■ **EXERCISE DETAILS**
Using the data below, return word for word every line from the one holding "Target: green grass pitch" down to the one holding "Target: forearm". Leave pictures out.

■ **AVAILABLE RECORDS**
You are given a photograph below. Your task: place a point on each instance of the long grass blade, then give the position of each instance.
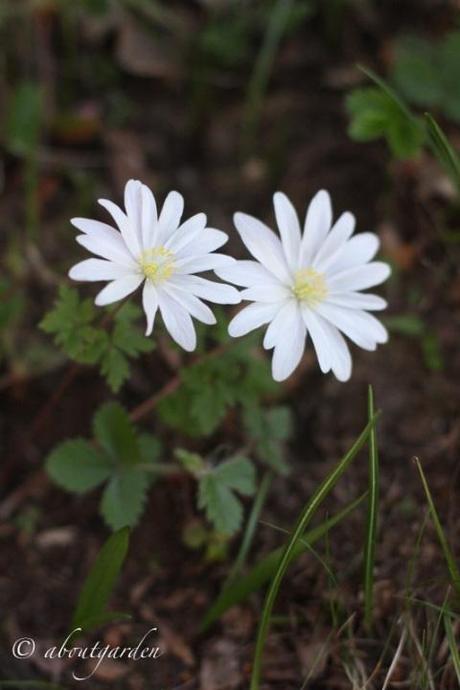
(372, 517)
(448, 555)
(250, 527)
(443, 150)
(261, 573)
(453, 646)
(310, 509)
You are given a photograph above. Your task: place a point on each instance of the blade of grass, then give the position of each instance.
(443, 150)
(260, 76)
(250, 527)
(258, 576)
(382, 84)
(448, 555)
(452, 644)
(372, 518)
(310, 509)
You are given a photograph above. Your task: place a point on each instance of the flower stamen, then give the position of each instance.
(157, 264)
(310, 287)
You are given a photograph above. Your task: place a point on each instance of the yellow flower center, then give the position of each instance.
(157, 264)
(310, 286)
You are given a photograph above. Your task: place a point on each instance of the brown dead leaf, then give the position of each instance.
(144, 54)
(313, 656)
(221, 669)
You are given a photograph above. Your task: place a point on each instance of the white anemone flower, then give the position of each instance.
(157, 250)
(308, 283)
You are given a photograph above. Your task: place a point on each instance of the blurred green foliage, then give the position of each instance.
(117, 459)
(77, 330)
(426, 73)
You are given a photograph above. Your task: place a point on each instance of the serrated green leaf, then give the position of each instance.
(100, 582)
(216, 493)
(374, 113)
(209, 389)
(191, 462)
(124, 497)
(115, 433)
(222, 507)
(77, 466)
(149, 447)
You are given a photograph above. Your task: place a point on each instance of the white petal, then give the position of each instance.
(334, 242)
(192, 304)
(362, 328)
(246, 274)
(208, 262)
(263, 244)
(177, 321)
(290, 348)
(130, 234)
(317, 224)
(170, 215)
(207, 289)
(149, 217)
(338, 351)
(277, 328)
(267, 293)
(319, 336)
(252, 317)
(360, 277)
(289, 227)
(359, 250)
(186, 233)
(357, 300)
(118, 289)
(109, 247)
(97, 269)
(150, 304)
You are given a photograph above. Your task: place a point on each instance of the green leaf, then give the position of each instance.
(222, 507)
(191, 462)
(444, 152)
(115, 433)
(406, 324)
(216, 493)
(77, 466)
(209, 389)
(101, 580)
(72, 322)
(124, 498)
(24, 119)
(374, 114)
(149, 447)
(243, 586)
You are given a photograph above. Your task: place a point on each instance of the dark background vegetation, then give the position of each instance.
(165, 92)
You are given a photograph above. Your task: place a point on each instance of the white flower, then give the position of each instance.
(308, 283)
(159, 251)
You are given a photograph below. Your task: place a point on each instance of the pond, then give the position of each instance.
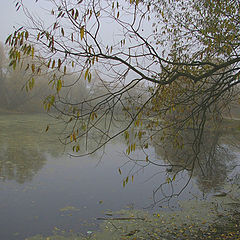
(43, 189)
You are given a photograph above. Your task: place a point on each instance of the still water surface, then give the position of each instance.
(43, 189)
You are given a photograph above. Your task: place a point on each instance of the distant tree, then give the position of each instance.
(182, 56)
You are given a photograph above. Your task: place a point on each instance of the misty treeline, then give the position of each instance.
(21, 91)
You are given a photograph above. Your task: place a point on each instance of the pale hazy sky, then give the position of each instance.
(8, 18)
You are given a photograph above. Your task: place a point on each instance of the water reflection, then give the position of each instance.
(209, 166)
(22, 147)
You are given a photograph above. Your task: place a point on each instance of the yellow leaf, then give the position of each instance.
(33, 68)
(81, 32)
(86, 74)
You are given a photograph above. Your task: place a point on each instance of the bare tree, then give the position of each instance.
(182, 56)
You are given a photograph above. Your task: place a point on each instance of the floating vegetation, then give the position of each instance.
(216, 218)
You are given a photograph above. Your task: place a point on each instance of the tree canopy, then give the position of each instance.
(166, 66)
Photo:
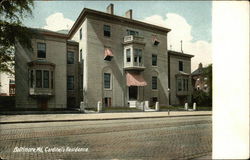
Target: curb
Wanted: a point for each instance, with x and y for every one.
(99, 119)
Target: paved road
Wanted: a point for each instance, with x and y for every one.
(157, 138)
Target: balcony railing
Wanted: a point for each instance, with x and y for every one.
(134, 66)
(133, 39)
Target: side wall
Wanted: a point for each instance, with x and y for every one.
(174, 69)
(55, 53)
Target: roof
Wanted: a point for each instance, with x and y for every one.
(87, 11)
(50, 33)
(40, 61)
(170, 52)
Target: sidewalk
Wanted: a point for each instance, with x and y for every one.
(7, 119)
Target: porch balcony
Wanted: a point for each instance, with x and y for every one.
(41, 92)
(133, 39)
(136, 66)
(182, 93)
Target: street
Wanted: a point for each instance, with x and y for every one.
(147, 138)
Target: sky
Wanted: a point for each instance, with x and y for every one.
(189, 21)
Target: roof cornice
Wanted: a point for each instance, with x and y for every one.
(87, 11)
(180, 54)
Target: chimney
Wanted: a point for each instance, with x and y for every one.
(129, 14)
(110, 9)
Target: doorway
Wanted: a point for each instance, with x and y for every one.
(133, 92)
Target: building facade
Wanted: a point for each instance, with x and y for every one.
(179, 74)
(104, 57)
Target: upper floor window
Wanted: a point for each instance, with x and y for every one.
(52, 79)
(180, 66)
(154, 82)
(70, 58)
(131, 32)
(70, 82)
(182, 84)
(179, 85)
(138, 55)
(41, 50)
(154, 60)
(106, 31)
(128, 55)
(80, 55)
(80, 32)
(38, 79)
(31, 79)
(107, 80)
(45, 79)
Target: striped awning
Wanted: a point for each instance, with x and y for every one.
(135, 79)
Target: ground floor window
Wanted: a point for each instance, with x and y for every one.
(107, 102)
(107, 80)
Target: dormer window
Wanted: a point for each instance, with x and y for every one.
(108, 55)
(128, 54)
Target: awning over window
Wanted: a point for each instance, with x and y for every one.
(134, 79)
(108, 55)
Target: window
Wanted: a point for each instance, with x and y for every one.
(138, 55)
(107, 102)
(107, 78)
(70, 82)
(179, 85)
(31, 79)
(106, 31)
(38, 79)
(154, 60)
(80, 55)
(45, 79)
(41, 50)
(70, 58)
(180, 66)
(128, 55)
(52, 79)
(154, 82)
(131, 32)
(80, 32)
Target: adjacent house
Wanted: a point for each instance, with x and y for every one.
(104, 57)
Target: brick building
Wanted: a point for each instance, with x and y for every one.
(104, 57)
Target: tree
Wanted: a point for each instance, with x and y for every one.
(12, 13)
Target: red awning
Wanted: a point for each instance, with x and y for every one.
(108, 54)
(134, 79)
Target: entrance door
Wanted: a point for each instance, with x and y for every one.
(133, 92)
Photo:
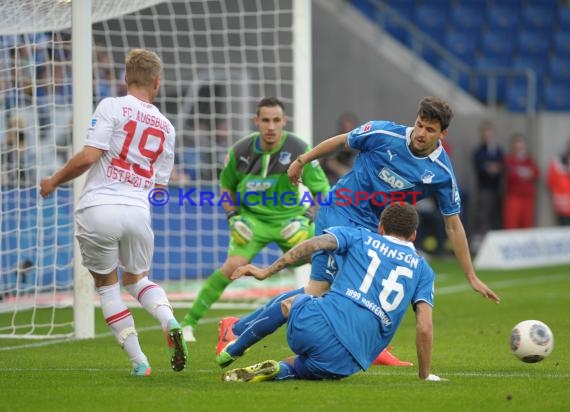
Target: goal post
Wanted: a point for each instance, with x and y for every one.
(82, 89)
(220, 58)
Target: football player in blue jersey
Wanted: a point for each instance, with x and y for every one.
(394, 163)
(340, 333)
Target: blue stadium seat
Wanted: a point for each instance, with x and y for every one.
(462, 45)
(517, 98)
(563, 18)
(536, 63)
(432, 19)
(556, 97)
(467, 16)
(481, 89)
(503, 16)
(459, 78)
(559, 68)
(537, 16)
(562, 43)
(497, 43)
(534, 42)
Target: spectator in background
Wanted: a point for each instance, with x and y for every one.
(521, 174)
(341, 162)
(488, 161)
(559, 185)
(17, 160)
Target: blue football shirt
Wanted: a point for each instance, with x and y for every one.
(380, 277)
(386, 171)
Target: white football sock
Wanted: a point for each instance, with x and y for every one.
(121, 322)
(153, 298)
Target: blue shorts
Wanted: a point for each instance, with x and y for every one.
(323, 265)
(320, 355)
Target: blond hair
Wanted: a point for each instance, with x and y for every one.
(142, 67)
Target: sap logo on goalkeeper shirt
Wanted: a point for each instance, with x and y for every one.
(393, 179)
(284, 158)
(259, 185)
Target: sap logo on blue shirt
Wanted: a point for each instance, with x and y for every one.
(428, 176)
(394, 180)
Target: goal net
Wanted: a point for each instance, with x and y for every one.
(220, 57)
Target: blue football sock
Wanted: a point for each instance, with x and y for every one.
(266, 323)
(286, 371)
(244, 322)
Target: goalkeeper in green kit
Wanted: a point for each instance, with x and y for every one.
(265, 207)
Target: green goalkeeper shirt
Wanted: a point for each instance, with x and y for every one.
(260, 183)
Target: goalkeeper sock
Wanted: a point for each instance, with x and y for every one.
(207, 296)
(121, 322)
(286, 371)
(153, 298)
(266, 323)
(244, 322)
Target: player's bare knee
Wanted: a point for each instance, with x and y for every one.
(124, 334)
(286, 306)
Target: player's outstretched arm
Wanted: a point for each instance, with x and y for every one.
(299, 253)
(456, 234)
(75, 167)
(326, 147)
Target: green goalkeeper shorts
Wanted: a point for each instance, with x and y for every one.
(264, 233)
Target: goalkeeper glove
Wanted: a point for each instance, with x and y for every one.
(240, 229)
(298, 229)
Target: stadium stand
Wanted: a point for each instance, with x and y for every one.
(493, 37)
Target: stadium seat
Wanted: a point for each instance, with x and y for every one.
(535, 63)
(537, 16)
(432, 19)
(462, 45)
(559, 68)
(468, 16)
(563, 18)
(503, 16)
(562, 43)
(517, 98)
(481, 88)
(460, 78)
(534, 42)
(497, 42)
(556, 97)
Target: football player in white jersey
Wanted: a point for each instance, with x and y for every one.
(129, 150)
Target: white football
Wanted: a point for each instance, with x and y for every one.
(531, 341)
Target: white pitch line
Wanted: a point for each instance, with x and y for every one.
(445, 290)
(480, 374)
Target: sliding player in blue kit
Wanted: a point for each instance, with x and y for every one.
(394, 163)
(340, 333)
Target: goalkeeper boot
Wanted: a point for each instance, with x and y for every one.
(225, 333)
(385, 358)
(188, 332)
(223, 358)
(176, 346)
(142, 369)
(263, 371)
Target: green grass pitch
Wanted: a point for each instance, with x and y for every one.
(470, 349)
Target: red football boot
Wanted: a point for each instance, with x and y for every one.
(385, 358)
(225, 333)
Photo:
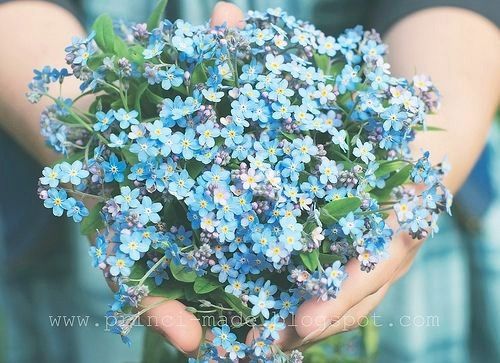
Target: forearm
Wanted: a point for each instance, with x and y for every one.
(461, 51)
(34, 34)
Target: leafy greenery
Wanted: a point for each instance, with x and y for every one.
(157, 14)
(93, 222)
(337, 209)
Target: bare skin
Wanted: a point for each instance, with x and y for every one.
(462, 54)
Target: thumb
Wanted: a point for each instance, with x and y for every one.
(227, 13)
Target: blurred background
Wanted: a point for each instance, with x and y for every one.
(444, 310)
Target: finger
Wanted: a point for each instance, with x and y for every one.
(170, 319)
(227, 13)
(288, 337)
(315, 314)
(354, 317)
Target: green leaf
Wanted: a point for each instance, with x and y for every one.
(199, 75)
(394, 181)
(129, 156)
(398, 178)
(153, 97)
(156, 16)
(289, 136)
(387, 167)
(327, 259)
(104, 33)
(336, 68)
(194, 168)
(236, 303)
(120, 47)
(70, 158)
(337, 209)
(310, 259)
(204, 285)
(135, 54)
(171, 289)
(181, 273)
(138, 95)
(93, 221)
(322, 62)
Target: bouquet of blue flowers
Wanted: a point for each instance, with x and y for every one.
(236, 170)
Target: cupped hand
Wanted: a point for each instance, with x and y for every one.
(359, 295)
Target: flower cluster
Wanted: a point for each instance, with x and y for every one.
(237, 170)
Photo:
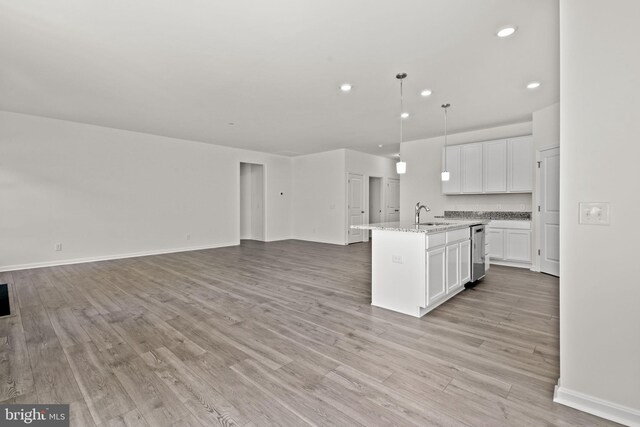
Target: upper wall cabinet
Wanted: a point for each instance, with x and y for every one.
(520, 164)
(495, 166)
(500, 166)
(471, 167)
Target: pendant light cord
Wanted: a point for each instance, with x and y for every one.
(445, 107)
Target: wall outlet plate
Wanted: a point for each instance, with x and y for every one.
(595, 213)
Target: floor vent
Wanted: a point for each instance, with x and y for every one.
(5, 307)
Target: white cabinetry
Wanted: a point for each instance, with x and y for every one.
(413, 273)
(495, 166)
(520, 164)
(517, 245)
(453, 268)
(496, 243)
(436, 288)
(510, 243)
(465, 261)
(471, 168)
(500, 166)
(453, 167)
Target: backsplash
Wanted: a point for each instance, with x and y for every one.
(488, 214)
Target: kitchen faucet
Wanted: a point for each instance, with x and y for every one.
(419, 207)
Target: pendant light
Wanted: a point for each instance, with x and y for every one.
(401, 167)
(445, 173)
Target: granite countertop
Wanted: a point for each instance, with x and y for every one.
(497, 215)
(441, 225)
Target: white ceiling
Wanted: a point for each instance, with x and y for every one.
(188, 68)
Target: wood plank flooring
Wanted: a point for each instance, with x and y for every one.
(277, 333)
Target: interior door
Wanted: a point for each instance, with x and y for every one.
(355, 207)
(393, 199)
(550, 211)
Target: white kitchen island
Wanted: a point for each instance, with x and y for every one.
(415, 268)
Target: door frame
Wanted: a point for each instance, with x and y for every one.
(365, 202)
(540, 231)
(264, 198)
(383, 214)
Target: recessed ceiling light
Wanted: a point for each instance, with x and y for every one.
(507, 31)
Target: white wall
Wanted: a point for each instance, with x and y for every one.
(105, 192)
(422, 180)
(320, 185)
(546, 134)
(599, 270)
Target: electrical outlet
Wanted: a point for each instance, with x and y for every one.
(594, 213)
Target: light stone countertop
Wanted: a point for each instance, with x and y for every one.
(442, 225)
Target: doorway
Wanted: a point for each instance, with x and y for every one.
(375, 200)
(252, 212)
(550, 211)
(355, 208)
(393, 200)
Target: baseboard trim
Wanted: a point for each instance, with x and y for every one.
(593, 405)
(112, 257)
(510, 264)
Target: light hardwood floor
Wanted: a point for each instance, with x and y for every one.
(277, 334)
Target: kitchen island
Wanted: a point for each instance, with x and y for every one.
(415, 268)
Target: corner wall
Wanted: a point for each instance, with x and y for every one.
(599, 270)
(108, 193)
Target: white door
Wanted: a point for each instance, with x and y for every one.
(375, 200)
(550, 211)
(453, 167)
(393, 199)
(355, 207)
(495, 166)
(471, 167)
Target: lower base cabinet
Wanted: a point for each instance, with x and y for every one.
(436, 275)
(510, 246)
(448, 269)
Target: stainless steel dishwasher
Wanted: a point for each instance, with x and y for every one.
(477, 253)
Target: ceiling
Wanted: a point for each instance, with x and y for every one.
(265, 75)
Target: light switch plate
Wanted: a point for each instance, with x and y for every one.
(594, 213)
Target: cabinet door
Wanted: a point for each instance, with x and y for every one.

■ **TASK SOLUTION**
Target: green grass pitch
Wanted: a point for each instance, with x and y for every one.
(470, 349)
Target: red football boot
Wanted: a point for each instance, with x and y for every one.
(385, 358)
(225, 333)
Photo:
Target: forearm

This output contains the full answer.